In summary, a minority of PAD patients showed adaptive, atypical immune responses after SARS-CoV-2 immunization. If these responses to vaccination might result in a partial protection from infection or reinfection is now unknown, since we do not know the levels of antibodies or the frequency of specific B- and T-cells required to protect from the infection.
It should be remembered here that each PAD patient should be studied as unique in terms of cellular and humoral responses due to the variability of their underlying immune deficiency. In our series, antibody response after two doses of BNT162b2 immunization—overlapping that of HD—was found in one patient homozygous for TNFRSF13B mutation, but not in two patients with a heterozygous TNFRSF13B mutation. In a previous study, we demonstrated that CVID patients with biallelic TNFRSF13B mutations responded also to polysaccharide vaccines, while CVID with only one TNFRSF13B mutation showed an impaired response to vaccination [
44].
A major limitation of our study is the short time of observation after vaccination. We do not know if the antibody and cellular responses might persist or decline over time, nor if PAD patients might show delayed responses. However, we do not expect to observe major changes in the immune response to SARS-CoV-2 with time after immunization. Is it possible to hypothesize a boost of specific B-cell immunity? In those CVID patients who were previously infected with SARS-CoV-2, IgG were detectable when they received two vaccine doses administered at least three months after SARS-CoV-2 infection recovery, suggesting that if IgG were produced, they might persist after the primary infection. Moreover, in these previously infected CVID patients, IgG response was boosted by the subsequent immunization. After immunization, anti-Spike IgG were higher than in patients who were not previously infected, showing that SARS-CoV-2 infection more effectively primed the immune response than the vaccine alone. Whether it may be useful to administer a third vaccine dose to CVID patients not previously infected, should be demonstrated as suggested for patients with solid organ transplantation undergoing immunosuppressive treatment [
45].

Aim of the task:
Summarize the passage on vaccine responses in PAD patients in three sentences. The entries have nothing to do with the passage.

Provided records:

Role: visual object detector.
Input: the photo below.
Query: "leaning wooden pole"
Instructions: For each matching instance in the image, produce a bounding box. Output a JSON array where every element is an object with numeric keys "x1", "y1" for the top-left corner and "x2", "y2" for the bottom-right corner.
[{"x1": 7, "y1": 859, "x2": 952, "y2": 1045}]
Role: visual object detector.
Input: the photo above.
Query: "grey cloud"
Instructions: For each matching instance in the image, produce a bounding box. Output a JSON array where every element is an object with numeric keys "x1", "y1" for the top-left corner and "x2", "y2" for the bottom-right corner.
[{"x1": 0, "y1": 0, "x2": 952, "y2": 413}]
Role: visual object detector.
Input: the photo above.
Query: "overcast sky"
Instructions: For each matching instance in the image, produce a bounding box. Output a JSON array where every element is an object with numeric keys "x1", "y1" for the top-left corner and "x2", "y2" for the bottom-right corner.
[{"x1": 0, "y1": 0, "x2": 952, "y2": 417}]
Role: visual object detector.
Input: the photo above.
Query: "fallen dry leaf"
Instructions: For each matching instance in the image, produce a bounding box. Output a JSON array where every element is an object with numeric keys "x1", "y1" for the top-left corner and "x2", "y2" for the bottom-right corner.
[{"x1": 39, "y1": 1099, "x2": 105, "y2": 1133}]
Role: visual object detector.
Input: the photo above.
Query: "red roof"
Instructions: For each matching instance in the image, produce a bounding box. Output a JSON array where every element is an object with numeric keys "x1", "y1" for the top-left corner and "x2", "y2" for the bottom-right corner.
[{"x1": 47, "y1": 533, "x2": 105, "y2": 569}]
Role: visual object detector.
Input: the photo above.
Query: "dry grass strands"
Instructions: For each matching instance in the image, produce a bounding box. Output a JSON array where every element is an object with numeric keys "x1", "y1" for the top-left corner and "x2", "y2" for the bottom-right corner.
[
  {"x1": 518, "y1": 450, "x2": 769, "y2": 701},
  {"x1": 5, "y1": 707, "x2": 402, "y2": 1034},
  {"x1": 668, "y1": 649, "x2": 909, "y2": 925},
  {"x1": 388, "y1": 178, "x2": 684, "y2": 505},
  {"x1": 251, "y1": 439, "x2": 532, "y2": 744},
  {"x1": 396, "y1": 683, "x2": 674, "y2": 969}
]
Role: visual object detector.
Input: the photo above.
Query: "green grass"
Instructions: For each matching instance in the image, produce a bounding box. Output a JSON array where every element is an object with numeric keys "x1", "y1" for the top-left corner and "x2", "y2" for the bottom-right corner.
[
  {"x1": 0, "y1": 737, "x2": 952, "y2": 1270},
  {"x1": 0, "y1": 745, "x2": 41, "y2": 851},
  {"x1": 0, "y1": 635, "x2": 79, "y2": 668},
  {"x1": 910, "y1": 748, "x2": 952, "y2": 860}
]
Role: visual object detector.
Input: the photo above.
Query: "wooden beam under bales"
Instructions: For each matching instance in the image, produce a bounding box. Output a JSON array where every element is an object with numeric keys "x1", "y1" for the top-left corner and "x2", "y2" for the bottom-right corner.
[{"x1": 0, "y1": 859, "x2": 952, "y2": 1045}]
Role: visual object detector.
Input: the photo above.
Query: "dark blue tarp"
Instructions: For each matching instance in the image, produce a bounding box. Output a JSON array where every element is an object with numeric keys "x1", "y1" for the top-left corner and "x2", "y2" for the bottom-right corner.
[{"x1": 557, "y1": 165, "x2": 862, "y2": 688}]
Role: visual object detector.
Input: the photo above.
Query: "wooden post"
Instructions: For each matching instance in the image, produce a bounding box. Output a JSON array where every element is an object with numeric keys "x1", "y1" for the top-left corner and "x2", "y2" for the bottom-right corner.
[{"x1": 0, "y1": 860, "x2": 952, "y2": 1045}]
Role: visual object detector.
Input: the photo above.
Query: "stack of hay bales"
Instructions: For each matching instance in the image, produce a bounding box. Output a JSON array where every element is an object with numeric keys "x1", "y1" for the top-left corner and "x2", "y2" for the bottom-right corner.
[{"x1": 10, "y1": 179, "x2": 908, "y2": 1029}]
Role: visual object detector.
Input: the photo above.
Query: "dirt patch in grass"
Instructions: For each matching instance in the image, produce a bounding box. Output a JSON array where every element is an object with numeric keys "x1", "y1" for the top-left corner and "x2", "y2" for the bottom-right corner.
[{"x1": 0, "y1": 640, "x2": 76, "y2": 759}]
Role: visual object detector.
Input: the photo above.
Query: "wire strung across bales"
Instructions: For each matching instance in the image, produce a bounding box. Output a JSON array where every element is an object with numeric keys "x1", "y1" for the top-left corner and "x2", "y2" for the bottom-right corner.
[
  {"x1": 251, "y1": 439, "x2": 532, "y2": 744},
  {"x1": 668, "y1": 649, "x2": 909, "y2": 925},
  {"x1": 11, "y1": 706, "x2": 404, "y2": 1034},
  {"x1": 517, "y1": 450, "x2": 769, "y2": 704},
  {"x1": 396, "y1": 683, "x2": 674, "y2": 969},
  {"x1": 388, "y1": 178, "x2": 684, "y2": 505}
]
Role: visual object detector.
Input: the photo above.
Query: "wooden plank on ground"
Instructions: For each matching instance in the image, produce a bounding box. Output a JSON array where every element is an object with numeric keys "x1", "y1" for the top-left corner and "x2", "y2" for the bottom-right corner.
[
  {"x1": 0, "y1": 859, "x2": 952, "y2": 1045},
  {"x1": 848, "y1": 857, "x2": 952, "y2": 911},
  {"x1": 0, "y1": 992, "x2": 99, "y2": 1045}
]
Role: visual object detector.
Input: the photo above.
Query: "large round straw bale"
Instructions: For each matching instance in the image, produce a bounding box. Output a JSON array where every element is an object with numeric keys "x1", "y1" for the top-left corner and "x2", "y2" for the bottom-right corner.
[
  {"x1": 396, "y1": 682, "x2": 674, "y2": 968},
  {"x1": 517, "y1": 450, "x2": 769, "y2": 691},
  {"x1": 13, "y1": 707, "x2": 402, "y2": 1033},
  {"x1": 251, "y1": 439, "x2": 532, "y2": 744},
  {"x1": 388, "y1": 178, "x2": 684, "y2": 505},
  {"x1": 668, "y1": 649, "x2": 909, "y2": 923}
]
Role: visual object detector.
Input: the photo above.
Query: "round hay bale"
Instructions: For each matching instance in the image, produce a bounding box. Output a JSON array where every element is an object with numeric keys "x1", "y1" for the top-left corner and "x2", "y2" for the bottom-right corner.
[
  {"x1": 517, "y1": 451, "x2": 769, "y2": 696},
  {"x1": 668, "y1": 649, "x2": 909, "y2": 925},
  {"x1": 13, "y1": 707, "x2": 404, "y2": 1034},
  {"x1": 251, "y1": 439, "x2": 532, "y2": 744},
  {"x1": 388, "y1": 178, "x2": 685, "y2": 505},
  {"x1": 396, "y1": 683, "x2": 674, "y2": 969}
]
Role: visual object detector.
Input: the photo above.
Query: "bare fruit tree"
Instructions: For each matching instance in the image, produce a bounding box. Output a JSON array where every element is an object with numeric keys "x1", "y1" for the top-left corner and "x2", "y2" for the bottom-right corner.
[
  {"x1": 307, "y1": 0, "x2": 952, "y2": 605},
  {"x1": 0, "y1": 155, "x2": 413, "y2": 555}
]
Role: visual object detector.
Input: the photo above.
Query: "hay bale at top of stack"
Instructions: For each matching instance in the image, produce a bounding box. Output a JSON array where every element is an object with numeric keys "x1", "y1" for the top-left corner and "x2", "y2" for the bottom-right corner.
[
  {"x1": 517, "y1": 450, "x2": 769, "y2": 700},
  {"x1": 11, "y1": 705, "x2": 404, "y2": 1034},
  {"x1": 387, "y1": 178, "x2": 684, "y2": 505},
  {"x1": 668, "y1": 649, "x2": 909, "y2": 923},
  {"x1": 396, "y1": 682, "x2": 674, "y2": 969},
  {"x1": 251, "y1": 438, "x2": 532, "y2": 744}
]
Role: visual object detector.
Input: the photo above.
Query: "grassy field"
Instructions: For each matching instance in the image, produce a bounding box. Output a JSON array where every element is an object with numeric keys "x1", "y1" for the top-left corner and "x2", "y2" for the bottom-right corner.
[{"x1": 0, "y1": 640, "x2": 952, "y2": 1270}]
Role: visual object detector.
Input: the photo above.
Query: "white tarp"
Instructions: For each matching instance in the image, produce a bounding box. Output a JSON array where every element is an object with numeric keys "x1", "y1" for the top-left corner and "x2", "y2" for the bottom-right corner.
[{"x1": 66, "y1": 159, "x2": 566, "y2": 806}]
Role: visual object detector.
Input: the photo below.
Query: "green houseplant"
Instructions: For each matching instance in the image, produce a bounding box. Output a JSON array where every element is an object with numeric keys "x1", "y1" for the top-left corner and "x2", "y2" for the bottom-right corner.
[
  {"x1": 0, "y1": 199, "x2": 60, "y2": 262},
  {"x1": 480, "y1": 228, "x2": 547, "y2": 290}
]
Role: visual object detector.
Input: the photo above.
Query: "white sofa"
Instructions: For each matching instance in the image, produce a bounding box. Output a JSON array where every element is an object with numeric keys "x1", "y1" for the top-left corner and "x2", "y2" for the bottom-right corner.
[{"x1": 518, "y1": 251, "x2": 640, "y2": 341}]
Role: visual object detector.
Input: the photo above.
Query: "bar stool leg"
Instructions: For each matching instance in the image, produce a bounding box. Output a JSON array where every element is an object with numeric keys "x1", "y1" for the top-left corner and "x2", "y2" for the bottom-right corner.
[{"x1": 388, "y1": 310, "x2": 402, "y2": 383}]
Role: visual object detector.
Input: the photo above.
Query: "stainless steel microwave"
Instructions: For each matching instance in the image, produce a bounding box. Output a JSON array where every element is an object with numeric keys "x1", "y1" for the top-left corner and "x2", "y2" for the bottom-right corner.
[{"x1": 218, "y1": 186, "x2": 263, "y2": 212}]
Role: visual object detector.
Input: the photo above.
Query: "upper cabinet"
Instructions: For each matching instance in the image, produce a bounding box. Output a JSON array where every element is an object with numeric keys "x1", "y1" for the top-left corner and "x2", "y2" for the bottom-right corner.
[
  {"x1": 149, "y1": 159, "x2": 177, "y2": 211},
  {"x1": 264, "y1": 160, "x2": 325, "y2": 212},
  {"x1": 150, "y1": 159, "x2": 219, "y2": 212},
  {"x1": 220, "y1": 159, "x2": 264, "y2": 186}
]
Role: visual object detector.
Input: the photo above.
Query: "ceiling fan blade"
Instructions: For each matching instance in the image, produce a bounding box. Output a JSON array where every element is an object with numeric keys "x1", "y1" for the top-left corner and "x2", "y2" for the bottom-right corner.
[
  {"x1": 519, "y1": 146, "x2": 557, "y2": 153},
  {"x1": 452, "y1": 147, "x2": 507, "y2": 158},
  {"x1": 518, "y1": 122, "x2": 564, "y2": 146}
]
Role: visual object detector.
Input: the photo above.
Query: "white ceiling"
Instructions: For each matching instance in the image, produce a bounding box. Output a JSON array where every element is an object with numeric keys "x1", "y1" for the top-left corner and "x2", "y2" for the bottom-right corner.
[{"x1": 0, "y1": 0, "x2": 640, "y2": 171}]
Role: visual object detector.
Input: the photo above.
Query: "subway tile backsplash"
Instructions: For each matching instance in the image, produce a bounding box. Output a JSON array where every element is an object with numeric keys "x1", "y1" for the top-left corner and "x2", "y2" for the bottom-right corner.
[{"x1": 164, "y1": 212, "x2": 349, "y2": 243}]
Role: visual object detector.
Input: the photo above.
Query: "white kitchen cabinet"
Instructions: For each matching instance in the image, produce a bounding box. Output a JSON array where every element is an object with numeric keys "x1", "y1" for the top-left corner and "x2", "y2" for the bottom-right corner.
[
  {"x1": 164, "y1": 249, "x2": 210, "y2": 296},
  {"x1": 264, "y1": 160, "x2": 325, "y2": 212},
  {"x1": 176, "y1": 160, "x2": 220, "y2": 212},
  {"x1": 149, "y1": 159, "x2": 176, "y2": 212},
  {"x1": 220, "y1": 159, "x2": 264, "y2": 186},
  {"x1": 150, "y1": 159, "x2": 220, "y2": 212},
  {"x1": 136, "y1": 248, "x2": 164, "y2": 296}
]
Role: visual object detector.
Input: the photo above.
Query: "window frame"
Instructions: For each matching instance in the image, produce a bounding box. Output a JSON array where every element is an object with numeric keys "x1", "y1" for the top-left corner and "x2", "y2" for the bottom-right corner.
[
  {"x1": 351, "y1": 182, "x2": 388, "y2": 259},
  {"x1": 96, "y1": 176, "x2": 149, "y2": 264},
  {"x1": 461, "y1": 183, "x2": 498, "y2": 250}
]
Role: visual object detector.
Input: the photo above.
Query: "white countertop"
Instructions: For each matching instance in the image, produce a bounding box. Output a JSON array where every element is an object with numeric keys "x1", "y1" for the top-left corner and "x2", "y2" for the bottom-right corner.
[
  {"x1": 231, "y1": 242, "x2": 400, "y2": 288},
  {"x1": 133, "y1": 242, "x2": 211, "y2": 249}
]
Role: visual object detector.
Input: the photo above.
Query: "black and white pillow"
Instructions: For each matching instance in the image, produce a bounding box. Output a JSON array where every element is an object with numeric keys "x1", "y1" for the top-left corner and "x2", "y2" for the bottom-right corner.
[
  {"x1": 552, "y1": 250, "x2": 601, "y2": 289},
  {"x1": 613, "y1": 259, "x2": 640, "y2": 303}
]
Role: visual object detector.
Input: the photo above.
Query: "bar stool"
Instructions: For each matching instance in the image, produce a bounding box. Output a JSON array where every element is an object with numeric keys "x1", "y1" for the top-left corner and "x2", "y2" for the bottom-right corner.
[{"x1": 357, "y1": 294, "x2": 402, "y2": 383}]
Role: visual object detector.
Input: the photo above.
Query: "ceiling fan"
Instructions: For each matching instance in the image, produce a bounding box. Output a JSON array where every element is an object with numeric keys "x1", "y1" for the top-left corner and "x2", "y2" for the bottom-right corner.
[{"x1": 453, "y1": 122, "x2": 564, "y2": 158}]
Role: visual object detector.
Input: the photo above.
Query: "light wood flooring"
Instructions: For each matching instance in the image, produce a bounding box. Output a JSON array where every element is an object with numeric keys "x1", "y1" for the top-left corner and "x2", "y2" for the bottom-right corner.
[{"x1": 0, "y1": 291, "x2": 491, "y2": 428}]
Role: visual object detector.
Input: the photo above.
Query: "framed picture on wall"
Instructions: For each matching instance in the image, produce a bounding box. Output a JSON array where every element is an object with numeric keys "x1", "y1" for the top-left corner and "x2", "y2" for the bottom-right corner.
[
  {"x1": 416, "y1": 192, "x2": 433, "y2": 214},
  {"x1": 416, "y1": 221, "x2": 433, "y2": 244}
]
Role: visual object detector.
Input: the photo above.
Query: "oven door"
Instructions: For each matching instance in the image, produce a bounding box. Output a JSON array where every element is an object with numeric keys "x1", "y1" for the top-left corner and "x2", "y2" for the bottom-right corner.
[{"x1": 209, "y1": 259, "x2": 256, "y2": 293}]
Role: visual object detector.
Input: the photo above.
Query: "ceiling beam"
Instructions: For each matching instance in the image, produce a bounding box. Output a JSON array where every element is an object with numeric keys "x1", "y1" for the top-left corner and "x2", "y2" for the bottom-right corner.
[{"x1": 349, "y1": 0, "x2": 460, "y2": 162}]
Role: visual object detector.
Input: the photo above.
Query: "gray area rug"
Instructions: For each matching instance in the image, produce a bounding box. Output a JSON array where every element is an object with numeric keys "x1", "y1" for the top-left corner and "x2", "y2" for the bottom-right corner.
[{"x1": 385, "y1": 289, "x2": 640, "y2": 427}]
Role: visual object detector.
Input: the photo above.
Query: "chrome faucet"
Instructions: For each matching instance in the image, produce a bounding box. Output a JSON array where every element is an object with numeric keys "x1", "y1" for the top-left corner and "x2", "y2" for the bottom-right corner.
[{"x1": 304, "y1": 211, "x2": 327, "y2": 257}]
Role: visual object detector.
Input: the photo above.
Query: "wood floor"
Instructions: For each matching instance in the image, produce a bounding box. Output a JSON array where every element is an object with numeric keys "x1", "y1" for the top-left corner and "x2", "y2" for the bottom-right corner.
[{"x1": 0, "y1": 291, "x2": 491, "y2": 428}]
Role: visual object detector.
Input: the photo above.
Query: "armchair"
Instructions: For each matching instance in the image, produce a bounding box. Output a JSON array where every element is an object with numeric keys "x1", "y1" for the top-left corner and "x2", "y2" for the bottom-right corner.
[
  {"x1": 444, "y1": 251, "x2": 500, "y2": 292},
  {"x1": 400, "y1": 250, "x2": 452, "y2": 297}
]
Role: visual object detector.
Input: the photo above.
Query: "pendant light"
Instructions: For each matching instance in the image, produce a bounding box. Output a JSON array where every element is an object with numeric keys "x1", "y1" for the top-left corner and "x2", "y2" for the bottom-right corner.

Answer for this exercise:
Only a minority of PAD patients showed adaptive, atypical immune responses after SARS-CoV-2 immunization, and it is unknown whether these responses give partial protection from infection or reinfection. Each PAD patient should be studied individually because the underlying immune deficiency varies: one patient homozygous for a TNFRSF13B mutation had an antibody response overlapping that of HD, while two heterozygous patients did not. The authors name the short observation time after vaccination as a major limitation, and they report that previously infected CVID patients had their IgG response boosted by immunization, with higher anti-Spike IgG than patients who had not been infected.